■ **Testo della pagina**

2. Avverso la sentenza hanno proposto ricorso per cassazione i difensori dei quattro imputati, deducendo i motivi di seguito enunciati nei limiti strettamente necessari per la motivazione ai sensi dell’art. 173, comma 1, disp. att. cod. proc. pen.
3. Nel ricorso proposto nell’interesse di Massimo Caroti, con il primo motivo si deduce violazione dell’art. 3, comma 1, lett. c), d.P.R. 380/2001 e dell’art. 6 n. att. P.R.G. del Comune di Firenze per aver la Corte territoriale erroneamente qualificato l’intervento come ristrutturazione edilizia soggetta al permesso di costruire, piuttosto che come risanamento conservativo soggetto a s.c.i.a.

■ **Dati raccolti**

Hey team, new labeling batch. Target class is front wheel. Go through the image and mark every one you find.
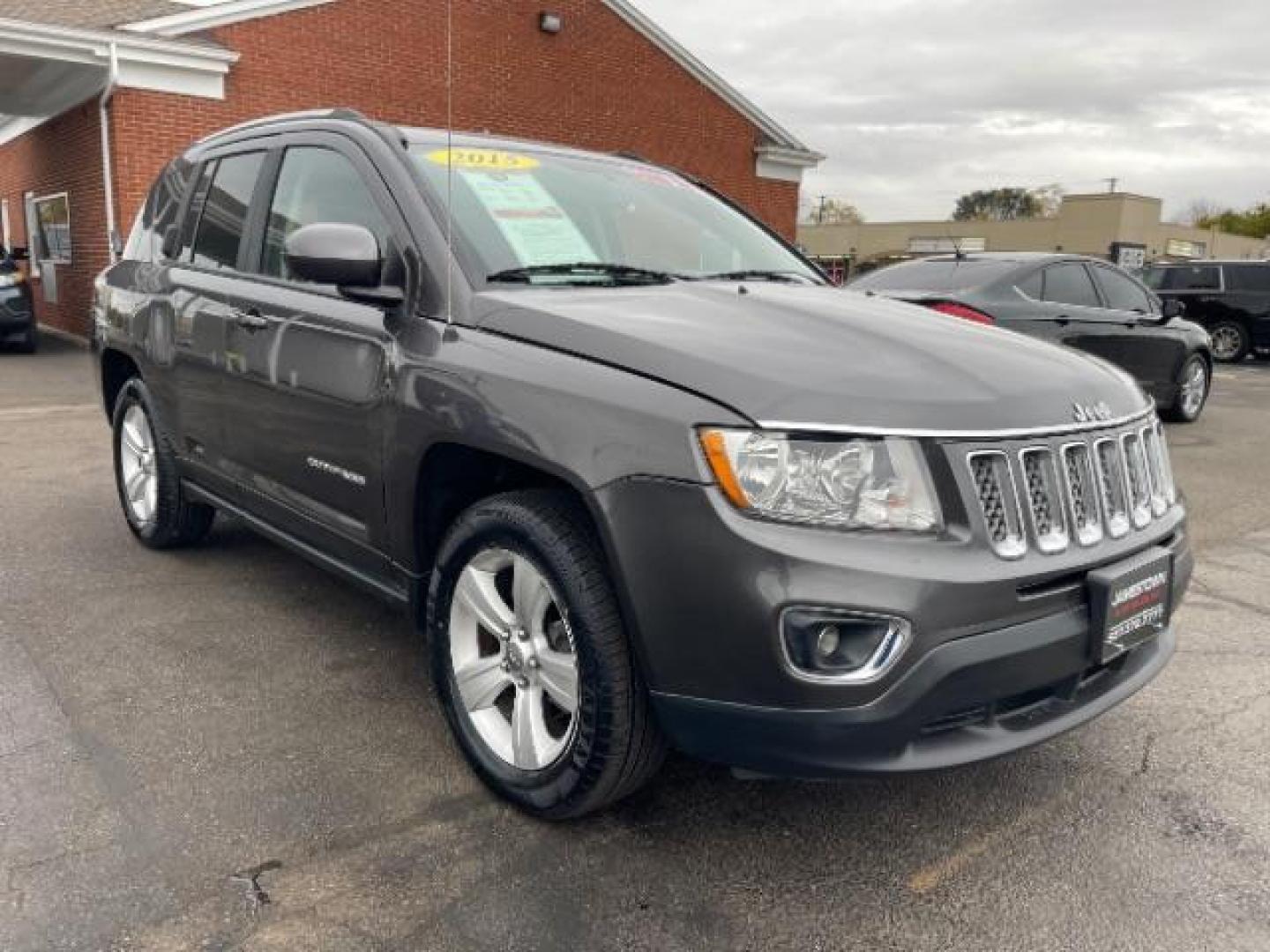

■ **Problema proposto**
Stabilisci se ciascuna delle affermazioni seguenti concorda con il testo della pagina, rispondendo sì o no e citando alla lettera le parole del testo che lo decidono.
(a) Il ricorso per cassazione è stato proposto dai difensori di tre imputati.
(b) Secondo il primo motivo del ricorso nell'interesse di Massimo Caroti, la Corte territoriale ha qualificato l'intervento come ristrutturazione edilizia.
(c) Il ricorso sostiene che l'intervento, in quanto risanamento conservativo, fosse soggetto al permesso di costruire.

■ **Soluzione proposta**
(a) No: "i difensori dei quattro imputati".
(b) Sì: "erroneamente qualificato l’intervento come ristrutturazione edilizia soggetta al permesso di costruire".
(c) No: "piuttosto che come risanamento conservativo soggetto a s.c.i.a."